### TEXTO DEL DOCUMENTO ###
Existe el drama, la muerte y la desazón, pero también la esperanza y el sacrificio. Sin recurrir a un discurso obvio ni redundante, Caballo de Guerra impacta porque las imágenes no necesitan más explicaciones.
La presencia humana, nunca genera tanta empatía como la animal. Más allá de contar con Mullan, Watson y un maravilloso Niels Arestrup, los verdaderos protagonistas son los dos caballos. Nunca en mi vida, vi un trabajo físico y emotivo tan espectacular por parte de un caballo como es Joey. Ni siquiera El Córcel Negro. Hay escenas que no se pueden juzgar por su verosimilitud sino por su carga emotiva, y en estas, son Joey y su compañero, los que roban la pantalla.
Muchos acusan a Spielberg de demagógico y manipulador de emociones. En varios es cierto, pero la verdad es que Caballo es una excepción, siendo acaso la más emotiva de todas. Es que las lágrimas no llegan por el forcejeo de crear un efecto, sino porque la historia y la relación nos llevan a eso, y porque lo emociona en este viaje cargado de drama y aventura es lo implícito, el mensaje que nos dan sus autores. Cada soldado es un ser humano, cada muerte pesa en el conciente. En la guerra, son todos peones. No hay verdadero odio entre bandos, simplemente gente manipulado, enviada como carne de cañón hacia la batalla, y ese absurdo es lo que busca imprimir Spielberg. Encontrar la humanidad en aquellos momentos donde se busca la frialdad y la respuesta mecánica. Cada personaje, se enfrenta y reflexiona, piensa dos veces a la hora de mirar a su “enemigo”. No hay buenos ni malos. Solo personas.
### ENTRADAS MOSTRADAS ###
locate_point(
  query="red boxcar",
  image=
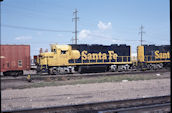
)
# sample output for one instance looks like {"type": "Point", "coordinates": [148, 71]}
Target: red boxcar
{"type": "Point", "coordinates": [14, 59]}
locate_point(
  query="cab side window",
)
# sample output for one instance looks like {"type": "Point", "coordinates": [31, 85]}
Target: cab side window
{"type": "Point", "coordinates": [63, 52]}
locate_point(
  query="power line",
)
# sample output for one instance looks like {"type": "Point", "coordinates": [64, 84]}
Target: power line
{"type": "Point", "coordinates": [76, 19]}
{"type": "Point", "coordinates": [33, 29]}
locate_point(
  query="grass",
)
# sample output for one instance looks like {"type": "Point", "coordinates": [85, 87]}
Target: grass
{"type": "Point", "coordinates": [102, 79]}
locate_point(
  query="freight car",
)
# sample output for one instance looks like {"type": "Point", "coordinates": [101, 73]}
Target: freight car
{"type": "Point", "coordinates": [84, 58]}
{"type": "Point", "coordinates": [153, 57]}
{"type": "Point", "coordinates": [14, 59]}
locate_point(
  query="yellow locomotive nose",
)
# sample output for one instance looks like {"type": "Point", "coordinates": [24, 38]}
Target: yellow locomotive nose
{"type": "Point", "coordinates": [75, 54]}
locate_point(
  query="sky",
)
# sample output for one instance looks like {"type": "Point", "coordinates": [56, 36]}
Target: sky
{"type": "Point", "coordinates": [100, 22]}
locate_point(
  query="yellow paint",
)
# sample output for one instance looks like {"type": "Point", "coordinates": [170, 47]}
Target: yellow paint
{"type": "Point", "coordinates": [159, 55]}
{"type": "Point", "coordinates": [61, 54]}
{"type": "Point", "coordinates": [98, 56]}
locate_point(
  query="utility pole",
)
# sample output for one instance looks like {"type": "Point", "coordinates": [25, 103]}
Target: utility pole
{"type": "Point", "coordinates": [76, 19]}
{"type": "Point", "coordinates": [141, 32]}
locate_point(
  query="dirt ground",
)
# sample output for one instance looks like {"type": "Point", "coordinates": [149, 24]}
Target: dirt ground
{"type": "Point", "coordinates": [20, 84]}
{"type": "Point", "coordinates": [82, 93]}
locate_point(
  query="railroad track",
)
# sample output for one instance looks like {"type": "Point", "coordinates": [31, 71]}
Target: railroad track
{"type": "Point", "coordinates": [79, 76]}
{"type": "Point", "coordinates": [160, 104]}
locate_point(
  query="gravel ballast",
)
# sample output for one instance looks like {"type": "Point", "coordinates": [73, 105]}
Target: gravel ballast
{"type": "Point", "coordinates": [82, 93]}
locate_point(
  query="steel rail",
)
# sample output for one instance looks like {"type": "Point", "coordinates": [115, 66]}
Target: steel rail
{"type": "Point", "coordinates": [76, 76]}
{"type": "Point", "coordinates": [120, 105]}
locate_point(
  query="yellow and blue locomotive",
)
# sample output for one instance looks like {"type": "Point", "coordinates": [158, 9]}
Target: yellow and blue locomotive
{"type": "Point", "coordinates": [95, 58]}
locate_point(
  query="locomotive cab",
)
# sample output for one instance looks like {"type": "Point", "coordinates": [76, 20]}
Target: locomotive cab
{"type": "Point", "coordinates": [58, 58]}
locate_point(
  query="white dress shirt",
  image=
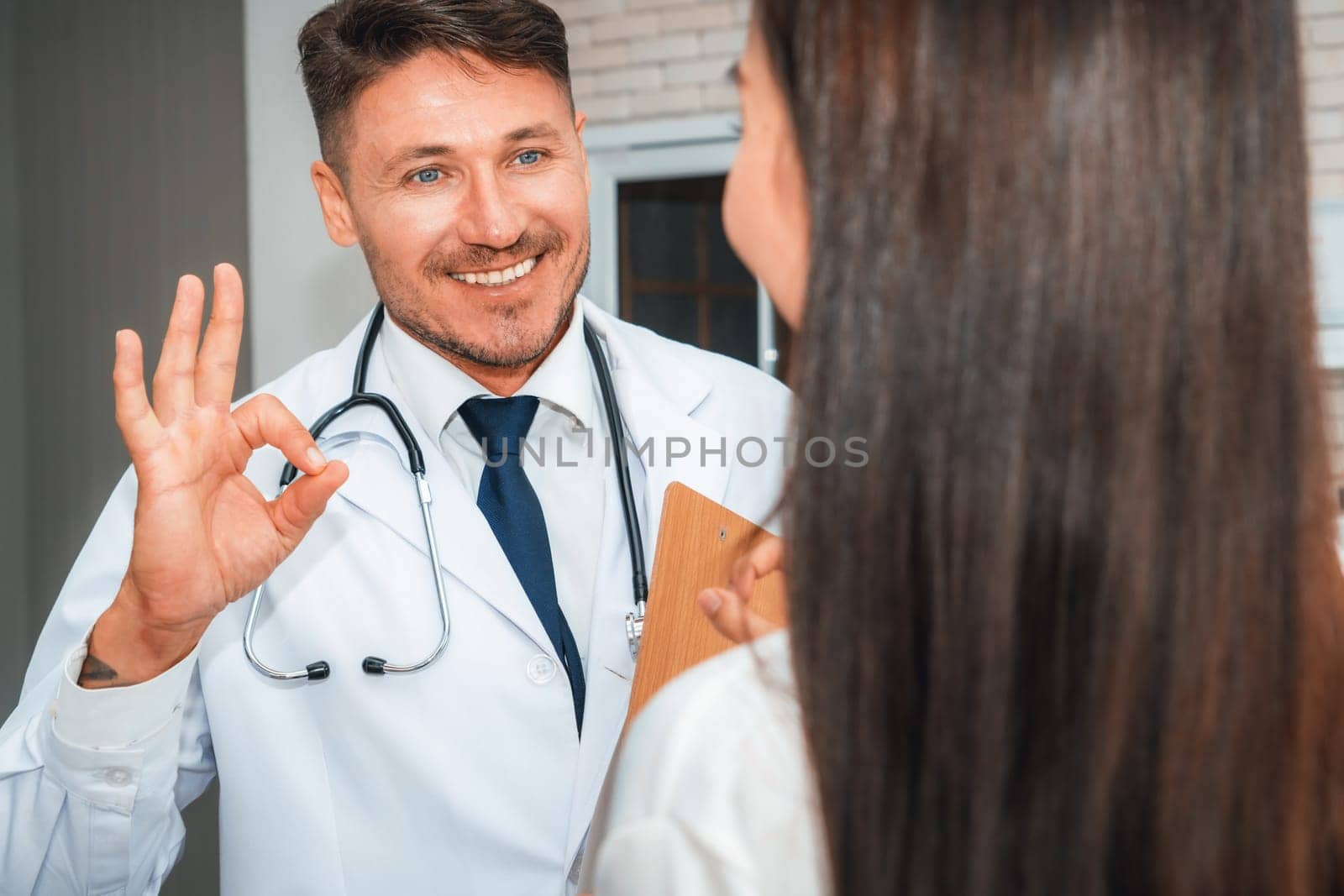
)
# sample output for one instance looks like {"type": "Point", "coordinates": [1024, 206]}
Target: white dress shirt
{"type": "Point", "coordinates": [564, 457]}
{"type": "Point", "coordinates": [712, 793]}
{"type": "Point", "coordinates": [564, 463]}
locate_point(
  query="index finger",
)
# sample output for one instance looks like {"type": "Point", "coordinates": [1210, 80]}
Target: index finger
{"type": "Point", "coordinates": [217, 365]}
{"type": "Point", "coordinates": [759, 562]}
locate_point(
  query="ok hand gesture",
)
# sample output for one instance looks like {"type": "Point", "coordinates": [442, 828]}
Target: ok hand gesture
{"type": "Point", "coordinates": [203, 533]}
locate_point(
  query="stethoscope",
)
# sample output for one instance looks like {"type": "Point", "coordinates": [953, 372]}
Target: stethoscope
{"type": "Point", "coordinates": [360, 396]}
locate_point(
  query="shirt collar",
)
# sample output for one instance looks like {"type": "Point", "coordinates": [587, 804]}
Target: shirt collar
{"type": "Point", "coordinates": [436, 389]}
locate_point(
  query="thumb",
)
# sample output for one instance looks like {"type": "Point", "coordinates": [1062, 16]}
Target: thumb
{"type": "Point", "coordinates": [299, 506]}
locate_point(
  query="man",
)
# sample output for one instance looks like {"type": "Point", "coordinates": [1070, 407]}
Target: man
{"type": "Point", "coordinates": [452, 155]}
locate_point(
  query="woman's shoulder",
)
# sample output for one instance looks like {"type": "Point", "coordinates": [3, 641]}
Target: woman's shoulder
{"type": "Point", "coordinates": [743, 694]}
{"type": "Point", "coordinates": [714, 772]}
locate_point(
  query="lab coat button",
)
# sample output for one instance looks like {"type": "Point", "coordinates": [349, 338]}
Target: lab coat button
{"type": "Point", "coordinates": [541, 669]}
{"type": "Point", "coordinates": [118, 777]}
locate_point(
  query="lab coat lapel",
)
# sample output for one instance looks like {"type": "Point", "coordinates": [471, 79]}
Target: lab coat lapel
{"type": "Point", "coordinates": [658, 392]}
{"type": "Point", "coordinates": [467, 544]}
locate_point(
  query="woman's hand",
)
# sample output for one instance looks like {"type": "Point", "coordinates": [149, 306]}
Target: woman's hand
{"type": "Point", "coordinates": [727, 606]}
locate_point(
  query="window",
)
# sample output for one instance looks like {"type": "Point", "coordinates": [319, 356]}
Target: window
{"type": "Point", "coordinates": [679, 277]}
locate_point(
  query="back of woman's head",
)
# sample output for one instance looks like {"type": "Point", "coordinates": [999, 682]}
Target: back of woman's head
###
**TAREAS:**
[1] Según la reseña de Caballo de Guerra, ¿quiénes son los verdaderos protagonistas de la película?
[2] Continúa la reseña de Caballo de Guerra desde donde se detiene.

**RESULTADOS ESPERADOS:**
[1] Los dos caballos.

[2]
No es casual que el personaje más superficial, sea el del casero que compone con una extraordinaria naturalidad David Thewlis. El único villano palpable.
Caballo de Guerra es una obra perfecta de principio a fin. Admito que siempre me interesaron más las películas de la Primera Guerra que de la Segunda. Quizás porque hay demasiadas, pero Caballo me recordó a Sin Novedad en el Frente, La Patrulla Infernal o más cerca, Amor Eterno, un film bastante subvalorado de Jean-Pierre Jaunet, sin duda su mejor film.
Hay elementos visuales extraños, como por ejemplo, los cielos, generados digitalmente, demasiado perfectos, que parecen robados de los decorados de El Hombre Quieto (cuando el cielo es de un azul nítido) o Lo que el Viento se Llevó (el crepúsculo). Molesta porque hoy en día sabemos que un cielo así no existe, pero hay tanta poesía en cada fotograma, que es imposible no admirarlo igualmente. De la película de Victor Fleming (y George Cukor entre otros), también emula varias secuencias relacionadas con las consecuencias de la guerra.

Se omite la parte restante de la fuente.